#### GOAL 1:
Write out the stretch from "photo attached if" through "days to soak." in the forum thread about the petrol stain on bluestone pavers.
#### GOAL 2:
In the forum thread about the petrol stain on bluestone pavers, what does the reply from Random Username suggest trying after Tricleanium?
··· PAGE EXTRACT ···
# Forum Home Renovation Paving  clean up petrol spill on bluestone pavers

## chunky59

Hi 
i have a bluestone pavers path that i think i may have spilt some petrol from my wipper snipper on to and it has stained them.  this happened only a few days ago 
Can someone suggest how i can clean it up 
they call them blustone but they be a type of granite  
I tried to wash it off with water but it made no difference
i have read that you can use kitty litter but i was wondering if it might be a bit harsh and scratch it
I also read that you can use baking soda to soak it up
somebody else said to use a a degreasing solution 
Has anybody tried any of this methord with any success or is there something better that you can buy? 
photo attached if that helps

----------


## Random Username

Well, if it's petrol as in two-stroke then it'll be an oil residue.  Pour over a good hot detergent (ie a strong laundry detergent or sugar soap or Tricleanium and hot water solution), leave for 10 minutes or so and then hit it with a pressure washer.  Spray on degreaser may also work...but it's better with fresh oil/non-absorbent surfaces, not stuff that's had a few days to soak. 
The pressure washer by itself works fine if done promptly...at least it did the last time I klutzed the oil change for my car. Note that it cleans the spot so well you may end up cleaning a way bigger area because the drive looks dirty everywhere else. 
My next suggestion would be a caustic soda solution with appropriate eye and hand protection; it's the next 'graduation in hostilities' up from Tricleanium.

----------


## gpkennedy

Hav you tried lifting a paver to check if the side nearest the earth is the same as the upside? Sure they may be a little earth stained but possibly easier to clean than the existing residue.
··· RECORDED INFORMATION ···
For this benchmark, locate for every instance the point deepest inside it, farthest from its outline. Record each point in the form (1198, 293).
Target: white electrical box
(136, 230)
···
#### EXERCISE ANSWER 1:
photo attached if that helps

----------


## Random Username

Well, if it's petrol as in two-stroke then it'll be an oil residue.  Pour over a good hot detergent (ie a strong laundry detergent or sugar soap or Tricleanium and hot water solution), leave for 10 minutes or so and then hit it with a pressure washer.  Spray on degreaser may also work...but it's better with fresh oil/non-absorbent surfaces, not stuff that's had a few days to soak.

#### EXERCISE ANSWER 2:
A caustic soda solution, used with eye and hand protection.